以下のレコードから、文字列「lantern」を含む行をすべて抜き出してください。大文字と小文字は区別されます。

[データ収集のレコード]
────────

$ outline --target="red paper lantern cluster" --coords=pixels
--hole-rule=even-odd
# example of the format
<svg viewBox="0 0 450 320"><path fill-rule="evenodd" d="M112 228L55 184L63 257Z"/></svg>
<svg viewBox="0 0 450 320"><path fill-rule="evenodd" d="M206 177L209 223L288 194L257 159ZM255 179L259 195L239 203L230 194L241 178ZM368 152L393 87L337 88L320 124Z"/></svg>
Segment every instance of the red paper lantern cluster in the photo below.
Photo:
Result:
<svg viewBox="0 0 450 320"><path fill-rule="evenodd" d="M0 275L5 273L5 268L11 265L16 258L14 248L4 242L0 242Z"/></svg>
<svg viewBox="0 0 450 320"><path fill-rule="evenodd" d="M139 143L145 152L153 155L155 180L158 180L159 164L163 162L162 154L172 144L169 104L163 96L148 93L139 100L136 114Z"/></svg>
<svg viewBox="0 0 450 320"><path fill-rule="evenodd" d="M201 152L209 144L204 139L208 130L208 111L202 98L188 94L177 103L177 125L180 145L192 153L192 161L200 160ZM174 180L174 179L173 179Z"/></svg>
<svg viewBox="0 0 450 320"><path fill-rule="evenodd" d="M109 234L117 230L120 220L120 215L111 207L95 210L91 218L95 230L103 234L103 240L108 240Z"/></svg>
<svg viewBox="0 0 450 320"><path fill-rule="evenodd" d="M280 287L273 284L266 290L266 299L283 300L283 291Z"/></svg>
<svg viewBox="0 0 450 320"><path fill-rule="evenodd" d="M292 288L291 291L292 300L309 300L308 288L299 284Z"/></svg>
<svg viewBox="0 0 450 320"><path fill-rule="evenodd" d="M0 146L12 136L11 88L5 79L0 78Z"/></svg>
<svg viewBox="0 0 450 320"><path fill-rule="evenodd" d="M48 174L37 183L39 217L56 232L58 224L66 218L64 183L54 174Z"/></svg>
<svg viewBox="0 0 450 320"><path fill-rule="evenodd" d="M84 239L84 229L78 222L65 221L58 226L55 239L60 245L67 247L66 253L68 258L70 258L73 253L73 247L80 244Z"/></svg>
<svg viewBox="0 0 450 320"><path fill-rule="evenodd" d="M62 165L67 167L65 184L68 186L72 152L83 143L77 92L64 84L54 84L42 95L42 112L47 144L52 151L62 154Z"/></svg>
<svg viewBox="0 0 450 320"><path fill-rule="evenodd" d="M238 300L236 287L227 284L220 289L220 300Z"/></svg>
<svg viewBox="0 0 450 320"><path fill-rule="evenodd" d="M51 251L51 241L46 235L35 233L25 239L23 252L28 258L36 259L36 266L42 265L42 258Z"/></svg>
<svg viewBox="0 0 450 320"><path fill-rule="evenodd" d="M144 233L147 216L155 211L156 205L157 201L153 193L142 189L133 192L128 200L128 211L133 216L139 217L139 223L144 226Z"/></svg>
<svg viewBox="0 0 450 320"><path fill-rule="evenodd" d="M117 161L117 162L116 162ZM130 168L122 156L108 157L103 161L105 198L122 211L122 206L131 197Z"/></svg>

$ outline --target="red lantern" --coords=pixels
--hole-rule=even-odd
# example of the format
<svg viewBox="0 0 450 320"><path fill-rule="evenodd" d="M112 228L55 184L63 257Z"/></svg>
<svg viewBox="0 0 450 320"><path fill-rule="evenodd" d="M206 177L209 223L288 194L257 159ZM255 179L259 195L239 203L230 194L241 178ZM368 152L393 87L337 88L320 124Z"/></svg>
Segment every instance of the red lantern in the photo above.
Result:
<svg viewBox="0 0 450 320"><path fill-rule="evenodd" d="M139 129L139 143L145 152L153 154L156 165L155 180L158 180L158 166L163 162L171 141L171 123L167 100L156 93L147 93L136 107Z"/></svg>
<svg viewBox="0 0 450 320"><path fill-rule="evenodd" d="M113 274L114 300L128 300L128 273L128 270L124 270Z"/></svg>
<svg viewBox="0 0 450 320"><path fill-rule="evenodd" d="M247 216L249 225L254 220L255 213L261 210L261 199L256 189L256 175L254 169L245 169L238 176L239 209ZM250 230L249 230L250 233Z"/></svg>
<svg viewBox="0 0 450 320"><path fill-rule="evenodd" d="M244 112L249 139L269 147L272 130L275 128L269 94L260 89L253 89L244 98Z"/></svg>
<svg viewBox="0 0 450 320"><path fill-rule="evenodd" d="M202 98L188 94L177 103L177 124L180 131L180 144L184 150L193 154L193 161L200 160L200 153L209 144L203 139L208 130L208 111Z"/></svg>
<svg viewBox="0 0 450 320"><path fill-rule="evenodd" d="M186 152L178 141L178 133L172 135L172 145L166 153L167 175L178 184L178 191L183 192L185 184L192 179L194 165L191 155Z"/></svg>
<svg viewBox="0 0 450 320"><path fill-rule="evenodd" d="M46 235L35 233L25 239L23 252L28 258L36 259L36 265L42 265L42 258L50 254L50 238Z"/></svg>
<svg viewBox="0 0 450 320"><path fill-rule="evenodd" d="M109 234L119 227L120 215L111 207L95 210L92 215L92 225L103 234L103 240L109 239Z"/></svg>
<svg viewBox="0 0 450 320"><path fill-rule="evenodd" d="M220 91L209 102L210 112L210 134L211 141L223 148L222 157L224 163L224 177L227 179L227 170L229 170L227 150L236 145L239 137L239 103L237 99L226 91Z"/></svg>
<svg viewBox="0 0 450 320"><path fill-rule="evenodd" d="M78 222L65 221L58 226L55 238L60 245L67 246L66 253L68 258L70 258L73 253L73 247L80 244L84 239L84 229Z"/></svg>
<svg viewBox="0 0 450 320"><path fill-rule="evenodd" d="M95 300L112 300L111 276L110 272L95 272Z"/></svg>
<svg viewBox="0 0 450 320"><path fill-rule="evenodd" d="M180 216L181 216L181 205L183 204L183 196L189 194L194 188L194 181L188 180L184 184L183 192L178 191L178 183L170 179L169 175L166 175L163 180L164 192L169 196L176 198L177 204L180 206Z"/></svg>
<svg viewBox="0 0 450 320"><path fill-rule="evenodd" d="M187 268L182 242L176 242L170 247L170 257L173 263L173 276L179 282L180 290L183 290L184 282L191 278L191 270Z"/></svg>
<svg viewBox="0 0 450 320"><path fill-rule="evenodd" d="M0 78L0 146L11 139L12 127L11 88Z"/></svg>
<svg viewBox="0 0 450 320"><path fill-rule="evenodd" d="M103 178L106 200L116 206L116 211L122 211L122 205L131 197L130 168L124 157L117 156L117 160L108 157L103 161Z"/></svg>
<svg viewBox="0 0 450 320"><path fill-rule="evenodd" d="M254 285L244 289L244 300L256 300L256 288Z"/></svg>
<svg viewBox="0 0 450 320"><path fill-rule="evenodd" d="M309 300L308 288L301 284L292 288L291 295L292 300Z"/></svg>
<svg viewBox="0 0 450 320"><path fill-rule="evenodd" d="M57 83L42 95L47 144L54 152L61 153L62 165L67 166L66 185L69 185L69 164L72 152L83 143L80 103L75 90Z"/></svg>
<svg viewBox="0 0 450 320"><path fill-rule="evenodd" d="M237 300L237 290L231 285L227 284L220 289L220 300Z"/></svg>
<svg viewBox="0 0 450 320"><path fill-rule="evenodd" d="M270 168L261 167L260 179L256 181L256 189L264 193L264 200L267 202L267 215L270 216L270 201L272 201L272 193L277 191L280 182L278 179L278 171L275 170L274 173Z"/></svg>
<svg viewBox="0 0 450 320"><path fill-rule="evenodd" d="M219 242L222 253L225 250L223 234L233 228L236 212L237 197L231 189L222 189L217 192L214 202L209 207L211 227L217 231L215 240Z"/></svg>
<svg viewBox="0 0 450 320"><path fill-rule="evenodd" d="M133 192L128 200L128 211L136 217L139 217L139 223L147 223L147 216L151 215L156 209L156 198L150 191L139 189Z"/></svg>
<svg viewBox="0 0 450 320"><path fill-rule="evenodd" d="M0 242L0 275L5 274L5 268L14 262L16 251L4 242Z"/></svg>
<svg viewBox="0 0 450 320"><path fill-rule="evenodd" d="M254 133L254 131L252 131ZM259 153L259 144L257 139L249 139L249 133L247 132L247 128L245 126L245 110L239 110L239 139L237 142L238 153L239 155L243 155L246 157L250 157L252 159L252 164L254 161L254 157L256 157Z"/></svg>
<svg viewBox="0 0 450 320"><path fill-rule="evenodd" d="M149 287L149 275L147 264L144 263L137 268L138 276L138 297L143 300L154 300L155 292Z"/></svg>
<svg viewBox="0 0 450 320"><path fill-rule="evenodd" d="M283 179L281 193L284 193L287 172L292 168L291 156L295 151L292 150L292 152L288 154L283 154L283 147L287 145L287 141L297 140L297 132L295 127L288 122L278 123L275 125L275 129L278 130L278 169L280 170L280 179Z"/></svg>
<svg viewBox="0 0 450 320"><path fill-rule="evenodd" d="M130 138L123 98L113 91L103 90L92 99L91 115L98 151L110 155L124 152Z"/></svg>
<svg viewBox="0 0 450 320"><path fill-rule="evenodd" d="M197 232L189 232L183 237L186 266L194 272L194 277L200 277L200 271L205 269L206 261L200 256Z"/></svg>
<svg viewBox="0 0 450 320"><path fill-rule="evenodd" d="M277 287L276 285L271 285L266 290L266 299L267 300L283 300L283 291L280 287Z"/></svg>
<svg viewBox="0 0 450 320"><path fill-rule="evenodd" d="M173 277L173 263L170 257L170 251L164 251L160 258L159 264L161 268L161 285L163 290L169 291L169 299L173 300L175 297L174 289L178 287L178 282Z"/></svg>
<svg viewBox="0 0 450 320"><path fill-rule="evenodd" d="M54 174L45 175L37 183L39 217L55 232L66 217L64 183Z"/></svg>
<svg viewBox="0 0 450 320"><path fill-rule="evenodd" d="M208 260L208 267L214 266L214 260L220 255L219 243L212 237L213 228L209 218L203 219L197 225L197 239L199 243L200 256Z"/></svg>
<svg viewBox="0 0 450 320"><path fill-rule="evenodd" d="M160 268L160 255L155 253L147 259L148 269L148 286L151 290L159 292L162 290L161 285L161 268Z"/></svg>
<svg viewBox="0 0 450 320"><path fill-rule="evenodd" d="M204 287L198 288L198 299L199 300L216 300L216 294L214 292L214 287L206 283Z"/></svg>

────────

最終結果 -
$ outline --target="red paper lantern cluster" --coords=pixels
Segment every instance of the red paper lantern cluster in the photo below.
$ outline --target="red lantern" --coords=pixels
Segment every instance of the red lantern in the photo above.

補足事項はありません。